- _Trecho do texto_:
/---
Porém, se alguns dados, aparentemente, foram apagados de sua biografia, a sua cor não foi negligenciada nos documentos, como bem revelou o viajante sueco Carl Israel Ruders (1761-1837), que presenciou a sua atuação nos palcos portugueses no ano de 1800. Sobre o elenco, Ruders destacou que: “A terceira atriz chama-se Joaquina Lapinha. É natural do Brasil e filha de uma mulata, por cujo motivo tem a pele bastante escura. Este inconveniente, porém, remedeia-se com cosméticos. Fora disso tem uma figura imponente, boa voz e muito sentimento dramático” (RUDERS, 2002, v. 1, p. 93-94).
E, assim, o “inconveniente da cor” de Joaquina Lapinha haveria de ser encoberto pelo uso de produtos de beleza, que buscavam dissimular a sua real origem. Porém, além de Lapinha, outros artistas mestiços e negros foram eclipsados da história musical brasileira. De acordo com Sérgio Bittencourt-Sampaio, até 1950 “a inclusão de negros na música erudita constituía um verdadeiro tabu, preservado pelos libretistas, compositores e empresários, uma vez que o mundo ainda mantinha a ideologia preconceituosa, resquício do regime escravocrata nos séculos precedentes” (2008, p. 9).
\---
- _Solicitação escrita A_: Explique, em uma a três frases e com base no trecho, por que a inclusão de negros na música erudita era um tabu até 1950.
O trecho e os registros não têm relação entre si.

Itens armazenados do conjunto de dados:
/---
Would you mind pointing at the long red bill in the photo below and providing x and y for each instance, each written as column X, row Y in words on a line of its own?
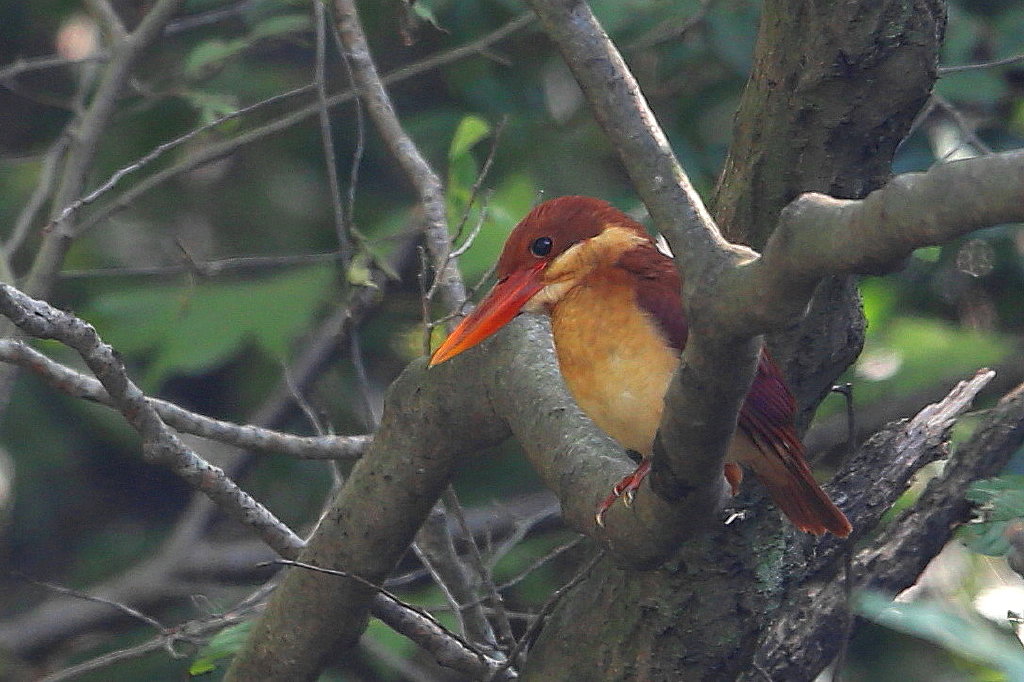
column 501, row 305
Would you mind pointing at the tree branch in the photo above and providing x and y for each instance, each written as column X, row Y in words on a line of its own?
column 818, row 236
column 159, row 443
column 241, row 435
column 85, row 140
column 428, row 186
column 806, row 635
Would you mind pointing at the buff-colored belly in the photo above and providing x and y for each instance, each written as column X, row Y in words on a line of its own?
column 614, row 361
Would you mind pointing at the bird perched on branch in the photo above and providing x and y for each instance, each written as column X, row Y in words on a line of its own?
column 619, row 328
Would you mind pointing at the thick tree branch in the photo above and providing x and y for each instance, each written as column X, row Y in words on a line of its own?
column 508, row 386
column 818, row 236
column 705, row 395
column 805, row 636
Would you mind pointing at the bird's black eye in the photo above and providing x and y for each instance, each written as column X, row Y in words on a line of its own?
column 541, row 247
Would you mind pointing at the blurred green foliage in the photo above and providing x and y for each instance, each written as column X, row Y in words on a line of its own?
column 86, row 506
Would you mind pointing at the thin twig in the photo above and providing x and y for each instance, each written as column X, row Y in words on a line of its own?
column 486, row 579
column 30, row 65
column 85, row 142
column 207, row 268
column 219, row 151
column 430, row 193
column 160, row 445
column 124, row 608
column 522, row 574
column 493, row 667
column 241, row 435
column 1007, row 61
column 548, row 607
column 163, row 148
column 327, row 137
column 43, row 188
column 193, row 632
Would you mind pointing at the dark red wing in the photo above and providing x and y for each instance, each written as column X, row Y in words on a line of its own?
column 770, row 409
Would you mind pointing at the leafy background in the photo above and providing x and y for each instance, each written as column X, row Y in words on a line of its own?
column 84, row 504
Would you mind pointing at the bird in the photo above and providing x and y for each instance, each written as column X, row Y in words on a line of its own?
column 619, row 327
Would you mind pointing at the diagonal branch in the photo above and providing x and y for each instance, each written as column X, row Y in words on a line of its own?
column 160, row 445
column 806, row 635
column 426, row 182
column 241, row 435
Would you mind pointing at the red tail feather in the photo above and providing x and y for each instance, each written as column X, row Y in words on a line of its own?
column 793, row 487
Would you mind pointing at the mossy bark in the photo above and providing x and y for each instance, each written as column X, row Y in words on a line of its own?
column 835, row 88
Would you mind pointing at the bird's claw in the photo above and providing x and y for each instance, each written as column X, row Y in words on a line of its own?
column 626, row 489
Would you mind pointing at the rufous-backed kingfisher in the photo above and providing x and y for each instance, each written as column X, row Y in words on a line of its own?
column 619, row 328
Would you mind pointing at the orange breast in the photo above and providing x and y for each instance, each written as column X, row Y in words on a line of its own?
column 613, row 357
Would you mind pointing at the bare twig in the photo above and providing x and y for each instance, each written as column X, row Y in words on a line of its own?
column 549, row 606
column 815, row 612
column 193, row 632
column 44, row 185
column 241, row 435
column 485, row 579
column 428, row 185
column 124, row 608
column 207, row 268
column 159, row 443
column 219, row 151
column 448, row 647
column 85, row 142
column 30, row 65
column 1007, row 61
column 163, row 148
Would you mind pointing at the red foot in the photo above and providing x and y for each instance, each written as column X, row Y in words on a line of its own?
column 626, row 488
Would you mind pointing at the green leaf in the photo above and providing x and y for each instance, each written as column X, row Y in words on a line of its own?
column 283, row 25
column 470, row 131
column 971, row 638
column 210, row 53
column 223, row 645
column 211, row 105
column 188, row 330
column 997, row 501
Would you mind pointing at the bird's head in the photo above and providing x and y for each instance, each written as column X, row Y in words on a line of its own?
column 556, row 245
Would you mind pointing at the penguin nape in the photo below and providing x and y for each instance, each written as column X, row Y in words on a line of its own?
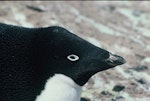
column 47, row 64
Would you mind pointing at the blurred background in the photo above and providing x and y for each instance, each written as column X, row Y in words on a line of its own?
column 122, row 27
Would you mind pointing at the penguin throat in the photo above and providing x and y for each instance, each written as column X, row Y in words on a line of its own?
column 60, row 88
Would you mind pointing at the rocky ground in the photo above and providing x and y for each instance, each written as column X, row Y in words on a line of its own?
column 122, row 27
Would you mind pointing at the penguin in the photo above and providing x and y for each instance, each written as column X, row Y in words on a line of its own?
column 48, row 63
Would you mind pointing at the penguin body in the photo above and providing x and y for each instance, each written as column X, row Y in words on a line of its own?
column 36, row 61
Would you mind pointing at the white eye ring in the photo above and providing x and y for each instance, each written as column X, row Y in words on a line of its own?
column 72, row 57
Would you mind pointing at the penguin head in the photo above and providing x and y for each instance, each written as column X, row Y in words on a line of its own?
column 62, row 52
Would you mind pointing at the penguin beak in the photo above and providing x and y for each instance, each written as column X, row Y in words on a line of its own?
column 115, row 60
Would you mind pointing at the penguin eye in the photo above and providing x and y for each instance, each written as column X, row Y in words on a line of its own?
column 72, row 57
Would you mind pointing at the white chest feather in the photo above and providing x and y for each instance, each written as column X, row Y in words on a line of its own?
column 60, row 88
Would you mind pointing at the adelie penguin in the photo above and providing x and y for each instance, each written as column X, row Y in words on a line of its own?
column 47, row 64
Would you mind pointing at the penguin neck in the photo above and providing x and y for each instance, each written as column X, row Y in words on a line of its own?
column 60, row 88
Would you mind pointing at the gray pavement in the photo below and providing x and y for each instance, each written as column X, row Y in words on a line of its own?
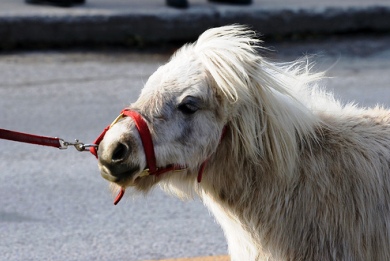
column 151, row 22
column 55, row 206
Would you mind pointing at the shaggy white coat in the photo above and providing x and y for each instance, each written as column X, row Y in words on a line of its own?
column 298, row 176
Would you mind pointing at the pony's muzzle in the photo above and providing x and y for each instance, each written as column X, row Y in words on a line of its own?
column 114, row 161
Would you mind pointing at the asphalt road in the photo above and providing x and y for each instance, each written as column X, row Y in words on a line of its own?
column 55, row 206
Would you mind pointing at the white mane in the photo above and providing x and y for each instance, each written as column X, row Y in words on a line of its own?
column 265, row 95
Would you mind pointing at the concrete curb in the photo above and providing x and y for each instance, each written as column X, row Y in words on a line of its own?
column 210, row 258
column 145, row 27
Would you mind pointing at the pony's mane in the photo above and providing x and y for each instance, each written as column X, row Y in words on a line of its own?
column 267, row 118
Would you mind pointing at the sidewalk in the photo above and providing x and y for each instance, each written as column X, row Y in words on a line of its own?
column 142, row 22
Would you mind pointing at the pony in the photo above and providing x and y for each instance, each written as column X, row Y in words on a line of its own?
column 289, row 172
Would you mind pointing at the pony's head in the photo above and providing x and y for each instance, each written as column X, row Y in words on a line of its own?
column 220, row 82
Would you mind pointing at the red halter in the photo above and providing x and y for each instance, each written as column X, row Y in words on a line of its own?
column 147, row 144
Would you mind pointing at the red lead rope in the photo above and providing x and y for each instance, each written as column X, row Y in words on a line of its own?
column 29, row 138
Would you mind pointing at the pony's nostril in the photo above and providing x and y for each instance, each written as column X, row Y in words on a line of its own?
column 120, row 153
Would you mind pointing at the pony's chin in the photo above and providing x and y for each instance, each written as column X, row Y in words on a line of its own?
column 124, row 180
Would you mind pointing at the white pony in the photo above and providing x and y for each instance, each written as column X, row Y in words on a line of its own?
column 288, row 172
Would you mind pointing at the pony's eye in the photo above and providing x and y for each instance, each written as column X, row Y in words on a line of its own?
column 188, row 108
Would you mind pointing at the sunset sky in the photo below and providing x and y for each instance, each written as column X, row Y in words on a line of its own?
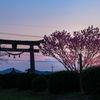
column 37, row 18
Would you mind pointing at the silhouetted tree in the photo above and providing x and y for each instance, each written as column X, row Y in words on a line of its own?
column 66, row 48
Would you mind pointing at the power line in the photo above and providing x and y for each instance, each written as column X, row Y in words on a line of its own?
column 20, row 35
column 31, row 25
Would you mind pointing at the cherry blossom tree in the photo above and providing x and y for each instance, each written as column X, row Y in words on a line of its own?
column 66, row 48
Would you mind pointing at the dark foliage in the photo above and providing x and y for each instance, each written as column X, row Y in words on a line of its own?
column 64, row 81
column 0, row 79
column 24, row 80
column 39, row 83
column 9, row 80
column 91, row 80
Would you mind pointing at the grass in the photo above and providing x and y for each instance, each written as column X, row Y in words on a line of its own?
column 15, row 94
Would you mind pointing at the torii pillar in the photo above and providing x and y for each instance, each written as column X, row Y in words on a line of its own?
column 14, row 48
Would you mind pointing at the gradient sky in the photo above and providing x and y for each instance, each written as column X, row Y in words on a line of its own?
column 42, row 17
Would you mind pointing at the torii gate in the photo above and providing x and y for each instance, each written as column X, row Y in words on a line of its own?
column 14, row 44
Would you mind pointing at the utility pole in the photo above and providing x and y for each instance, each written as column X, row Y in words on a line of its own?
column 52, row 68
column 80, row 63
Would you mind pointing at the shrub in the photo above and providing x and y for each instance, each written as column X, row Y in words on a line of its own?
column 64, row 81
column 9, row 80
column 39, row 83
column 91, row 80
column 24, row 80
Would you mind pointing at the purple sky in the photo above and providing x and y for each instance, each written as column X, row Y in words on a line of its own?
column 42, row 17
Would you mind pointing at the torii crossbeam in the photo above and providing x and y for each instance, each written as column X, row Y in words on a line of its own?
column 14, row 44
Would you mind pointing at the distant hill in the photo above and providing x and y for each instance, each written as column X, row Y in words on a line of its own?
column 9, row 70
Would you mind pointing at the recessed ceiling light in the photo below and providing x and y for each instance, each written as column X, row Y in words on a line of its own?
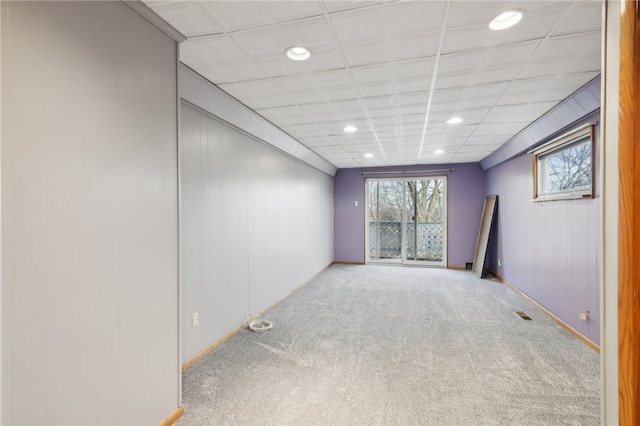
column 298, row 53
column 506, row 20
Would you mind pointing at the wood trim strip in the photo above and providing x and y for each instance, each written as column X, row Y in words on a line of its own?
column 190, row 362
column 173, row 417
column 575, row 333
column 629, row 216
column 457, row 268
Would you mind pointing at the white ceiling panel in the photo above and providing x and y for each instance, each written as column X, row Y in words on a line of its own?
column 265, row 42
column 394, row 50
column 187, row 17
column 279, row 66
column 318, row 141
column 341, row 6
column 239, row 15
column 583, row 16
column 535, row 27
column 518, row 112
column 231, row 72
column 560, row 56
column 397, row 70
column 545, row 89
column 474, row 13
column 210, row 51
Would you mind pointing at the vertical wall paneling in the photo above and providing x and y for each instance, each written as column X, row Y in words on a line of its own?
column 629, row 215
column 559, row 265
column 1, row 266
column 89, row 216
column 256, row 224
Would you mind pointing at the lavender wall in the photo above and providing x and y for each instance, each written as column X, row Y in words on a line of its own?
column 466, row 186
column 548, row 250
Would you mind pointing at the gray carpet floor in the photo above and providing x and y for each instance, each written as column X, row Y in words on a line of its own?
column 374, row 345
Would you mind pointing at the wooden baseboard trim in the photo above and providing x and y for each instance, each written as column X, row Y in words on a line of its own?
column 190, row 362
column 173, row 417
column 457, row 268
column 575, row 333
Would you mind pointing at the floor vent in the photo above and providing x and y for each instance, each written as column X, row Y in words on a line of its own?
column 523, row 315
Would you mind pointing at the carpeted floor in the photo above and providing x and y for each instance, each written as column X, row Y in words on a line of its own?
column 373, row 345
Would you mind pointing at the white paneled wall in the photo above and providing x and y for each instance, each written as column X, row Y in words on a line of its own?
column 89, row 216
column 256, row 224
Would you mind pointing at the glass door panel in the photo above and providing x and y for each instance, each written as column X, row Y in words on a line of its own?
column 386, row 202
column 407, row 220
column 425, row 220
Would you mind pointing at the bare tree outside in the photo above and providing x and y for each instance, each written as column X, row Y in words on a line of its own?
column 423, row 203
column 568, row 169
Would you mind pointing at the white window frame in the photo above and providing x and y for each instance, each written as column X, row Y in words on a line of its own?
column 583, row 134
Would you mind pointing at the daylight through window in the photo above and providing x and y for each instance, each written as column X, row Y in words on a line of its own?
column 563, row 168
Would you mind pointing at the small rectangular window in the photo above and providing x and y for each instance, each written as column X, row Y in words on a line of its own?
column 563, row 168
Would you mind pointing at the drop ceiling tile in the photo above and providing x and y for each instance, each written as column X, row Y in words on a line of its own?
column 501, row 63
column 257, row 94
column 239, row 15
column 495, row 140
column 312, row 33
column 399, row 49
column 500, row 130
column 583, row 16
column 280, row 65
column 468, row 158
column 231, row 72
column 553, row 88
column 477, row 149
column 341, row 6
column 568, row 54
column 331, row 149
column 336, row 83
column 470, row 116
column 361, row 25
column 186, row 17
column 350, row 107
column 317, row 141
column 284, row 115
column 518, row 112
column 533, row 26
column 416, row 17
column 459, row 99
column 345, row 163
column 459, row 130
column 473, row 13
column 210, row 51
column 379, row 23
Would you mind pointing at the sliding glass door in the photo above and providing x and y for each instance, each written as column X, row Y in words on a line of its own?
column 406, row 220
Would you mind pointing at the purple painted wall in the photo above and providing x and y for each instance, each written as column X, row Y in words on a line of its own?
column 466, row 187
column 548, row 250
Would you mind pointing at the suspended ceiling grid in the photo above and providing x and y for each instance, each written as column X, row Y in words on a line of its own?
column 397, row 70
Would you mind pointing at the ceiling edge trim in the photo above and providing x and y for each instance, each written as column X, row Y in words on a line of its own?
column 197, row 90
column 580, row 104
column 144, row 11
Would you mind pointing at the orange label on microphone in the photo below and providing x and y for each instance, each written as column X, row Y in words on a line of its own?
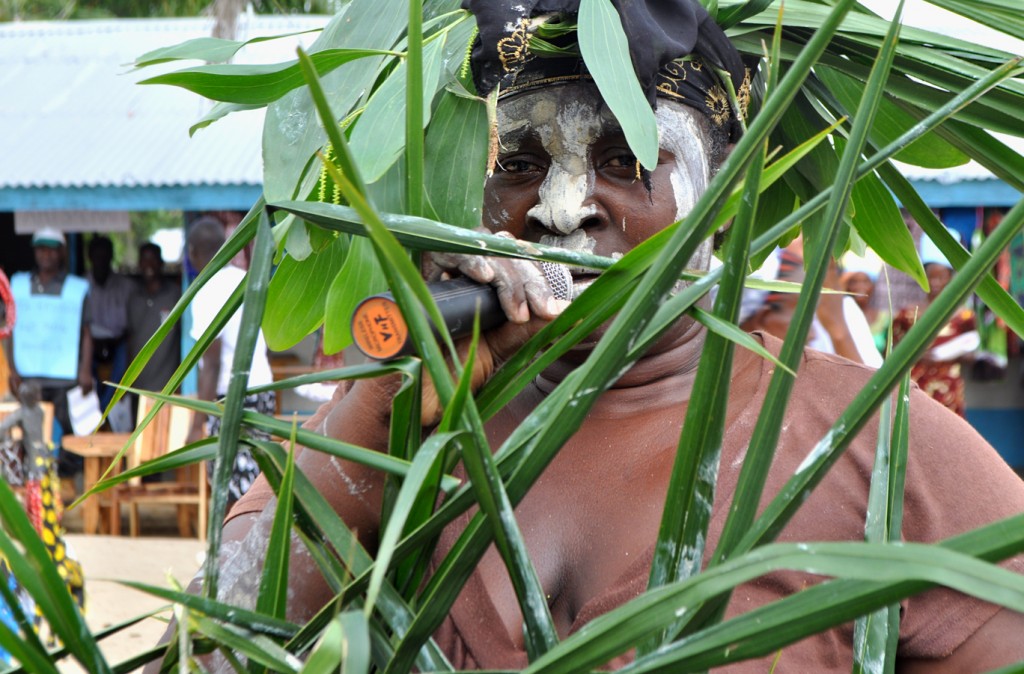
column 379, row 329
\---
- _Solicitação escrita B_: Transcreva sem alterações os registros desde o início até a linha que contém "column 501, row 305", inclusive, deixando as imagens de fora da resposta.

- _Resposta desenvolvida A_: Segundo Sérgio Bittencourt-Sampaio, o mundo ainda mantinha uma ideologia preconceituosa, resquício do regime escravocrata dos séculos anteriores. Por isso, libretistas, compositores e empresários preservavam esse tabu.

- _Resposta desenvolvida B_:
Would you mind pointing at the long red bill in the photo below and providing x and y for each instance, each written as column X, row Y in words on a line of its own?
column 501, row 305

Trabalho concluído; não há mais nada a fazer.